● **Exercise brief**
An exact copy of every entry is needed, with no images.

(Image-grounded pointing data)
◆ ◆ ◆ ◆ ◆

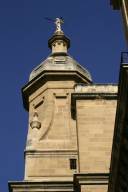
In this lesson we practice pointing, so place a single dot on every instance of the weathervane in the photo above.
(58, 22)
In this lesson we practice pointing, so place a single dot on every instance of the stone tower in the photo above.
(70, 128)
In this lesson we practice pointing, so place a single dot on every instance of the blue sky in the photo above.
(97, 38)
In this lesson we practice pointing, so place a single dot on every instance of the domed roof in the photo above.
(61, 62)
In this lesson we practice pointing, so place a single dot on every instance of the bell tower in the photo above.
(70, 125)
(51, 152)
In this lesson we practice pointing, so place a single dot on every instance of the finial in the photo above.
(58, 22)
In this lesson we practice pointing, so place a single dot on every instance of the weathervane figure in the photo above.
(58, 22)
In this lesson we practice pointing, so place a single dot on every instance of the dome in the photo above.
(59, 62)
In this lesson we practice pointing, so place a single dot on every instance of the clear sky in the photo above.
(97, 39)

◆ ◆ ◆ ◆ ◆

● **Task solution**
In this lesson we practice pointing, so place a single dot on every instance of the weathervane in the photo above.
(58, 22)
In this lesson we practice pointing, so place a single dot on every instance of the stone tower in the photo above.
(70, 128)
In this lesson we practice pointing, so place a single dot on every instance of the blue sky in the photo above.
(97, 38)
In this lesson we practice pointing, so place a single dot on every instance of the domed roof in the photo above.
(61, 62)
In this lesson we practice pointing, so place a single dot on every instance of the bell tower in the photo above.
(70, 125)
(51, 152)
In this lesson we practice pointing, so place a single dot on every instance of the finial in the photo above.
(58, 22)
In this lesson we practice pointing, so place a single dot on every instance of the weathervane figure in the photo above.
(58, 22)
In this lesson we practice pointing, so place a single dot on every instance of the dome in the photo above.
(59, 62)
In this lesson we practice pointing, so place a single dot on every instance of the clear sky in the photo above.
(97, 39)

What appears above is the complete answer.